**** GIVEN RECORDS ****
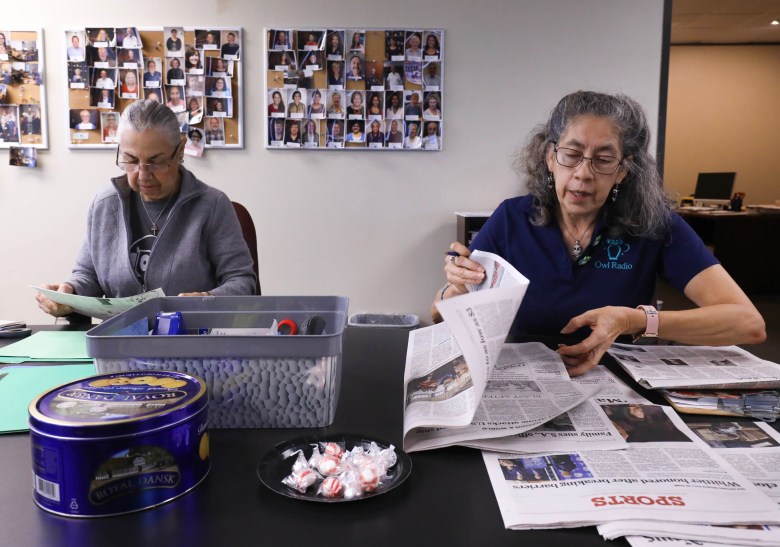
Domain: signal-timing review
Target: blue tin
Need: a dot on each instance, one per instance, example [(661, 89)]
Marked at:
[(116, 443)]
****
### EXERCISE DETAILS
Arrange the lines of the listing above as a numbered list, skipping blank lines and leaving the picture out.

### RESULT
1. Domain: signal-timing review
2. Target: blue tin
3. Need: a dot on each instance, one per instance, example [(661, 89)]
4. Marked at:
5. [(116, 443)]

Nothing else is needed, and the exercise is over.